Direction: Can you write out every row below word for word, leaving the pictures out?

Listing:
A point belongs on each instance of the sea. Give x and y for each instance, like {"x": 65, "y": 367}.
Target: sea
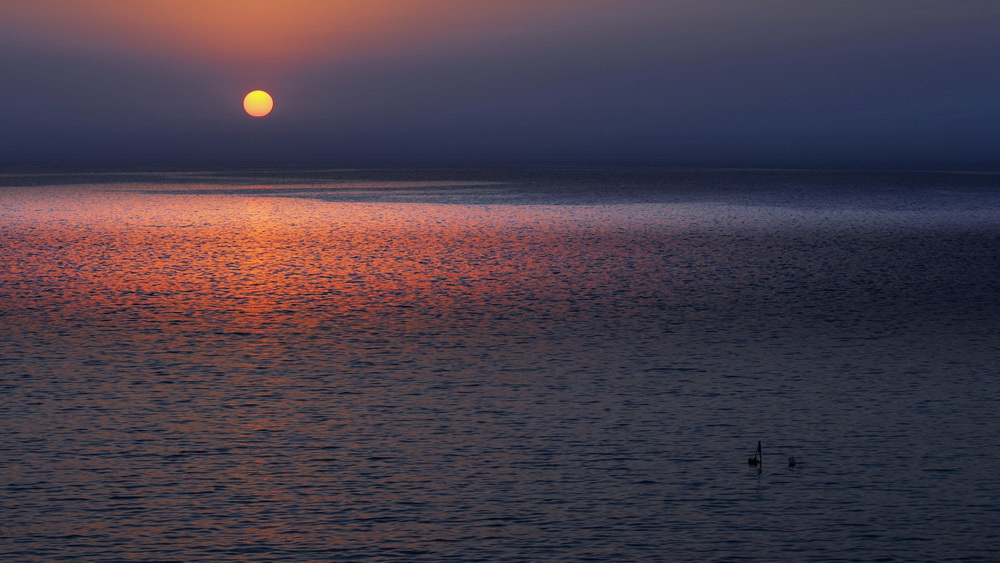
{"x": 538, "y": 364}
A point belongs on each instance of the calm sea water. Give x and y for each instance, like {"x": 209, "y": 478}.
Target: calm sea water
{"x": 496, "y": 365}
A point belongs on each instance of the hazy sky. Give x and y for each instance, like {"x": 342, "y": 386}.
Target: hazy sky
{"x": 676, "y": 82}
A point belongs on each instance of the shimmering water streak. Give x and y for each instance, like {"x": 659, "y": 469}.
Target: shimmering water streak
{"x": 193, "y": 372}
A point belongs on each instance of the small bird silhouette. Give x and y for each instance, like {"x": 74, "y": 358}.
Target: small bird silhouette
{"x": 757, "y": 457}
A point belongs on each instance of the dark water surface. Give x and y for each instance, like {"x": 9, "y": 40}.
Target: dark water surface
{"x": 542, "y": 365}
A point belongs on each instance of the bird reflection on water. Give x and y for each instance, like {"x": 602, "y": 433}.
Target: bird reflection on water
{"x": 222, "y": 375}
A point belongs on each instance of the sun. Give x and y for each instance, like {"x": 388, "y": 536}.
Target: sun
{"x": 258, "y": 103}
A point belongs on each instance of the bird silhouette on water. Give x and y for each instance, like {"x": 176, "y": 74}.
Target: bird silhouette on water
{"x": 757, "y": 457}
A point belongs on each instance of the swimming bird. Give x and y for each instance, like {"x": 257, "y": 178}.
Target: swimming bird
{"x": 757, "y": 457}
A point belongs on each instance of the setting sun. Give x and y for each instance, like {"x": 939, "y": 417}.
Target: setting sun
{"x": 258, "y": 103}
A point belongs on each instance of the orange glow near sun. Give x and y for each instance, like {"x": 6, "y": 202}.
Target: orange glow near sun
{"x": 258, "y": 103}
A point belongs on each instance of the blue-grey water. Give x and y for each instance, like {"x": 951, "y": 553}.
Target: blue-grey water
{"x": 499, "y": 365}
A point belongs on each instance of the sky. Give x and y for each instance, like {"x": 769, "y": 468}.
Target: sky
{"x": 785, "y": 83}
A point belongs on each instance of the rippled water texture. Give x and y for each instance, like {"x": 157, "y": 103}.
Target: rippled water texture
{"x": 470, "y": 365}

Exercise solution:
A point belongs on each instance of the sea. Give x and y for each instance, like {"x": 65, "y": 367}.
Target: sea
{"x": 538, "y": 364}
A point belongs on each instance of the calm sea water. Give x and y for each instance, like {"x": 209, "y": 478}.
Target: calm sea water
{"x": 496, "y": 365}
A point belongs on each instance of the hazy sky. Give x and y for each instance, like {"x": 342, "y": 386}.
Target: hazy sky
{"x": 676, "y": 82}
A point belongs on each instance of the shimmering water streak. Give x and y for each instance, like {"x": 659, "y": 469}.
Target: shimmering water streak
{"x": 193, "y": 372}
A point belongs on each instance of the small bird silhouette. Give x and y for each instance, like {"x": 74, "y": 358}.
Target: small bird silhouette
{"x": 757, "y": 457}
A point belongs on each instance of the dark water surface. Give x and y for each instance, like {"x": 9, "y": 40}.
Target: dark water surface
{"x": 542, "y": 365}
A point belongs on each instance of the bird reflection on water. Give x and y for each instance, like {"x": 602, "y": 433}.
Target: bird reflection on water
{"x": 222, "y": 375}
A point belongs on each instance of the sun. Give x and y for each instance, like {"x": 388, "y": 536}.
Target: sun
{"x": 258, "y": 103}
A point belongs on each instance of the bird silhouette on water. Give x and y for each instance, like {"x": 176, "y": 74}.
Target: bird silhouette on water
{"x": 757, "y": 457}
A point belongs on each instance of the swimming bird. Give x and y for each instance, like {"x": 257, "y": 178}.
Target: swimming bird
{"x": 757, "y": 457}
A point belongs on each instance of the setting sun. Give x and y for each instance, like {"x": 939, "y": 417}.
Target: setting sun
{"x": 258, "y": 103}
A point belongs on each instance of the orange glow near sun. Give x and y for each instance, like {"x": 6, "y": 202}.
Target: orange glow near sun
{"x": 258, "y": 103}
A point belongs on each instance of the blue-grey water. Give x and y for each instance, like {"x": 951, "y": 553}.
Target: blue-grey water
{"x": 499, "y": 365}
A point belongs on each instance of the sky. Give x and y for each instance, like {"x": 769, "y": 468}.
Target: sky
{"x": 785, "y": 83}
A point belongs on each instance of the rippled water texture. Give x and y for each instance, like {"x": 157, "y": 103}.
Target: rippled water texture
{"x": 470, "y": 365}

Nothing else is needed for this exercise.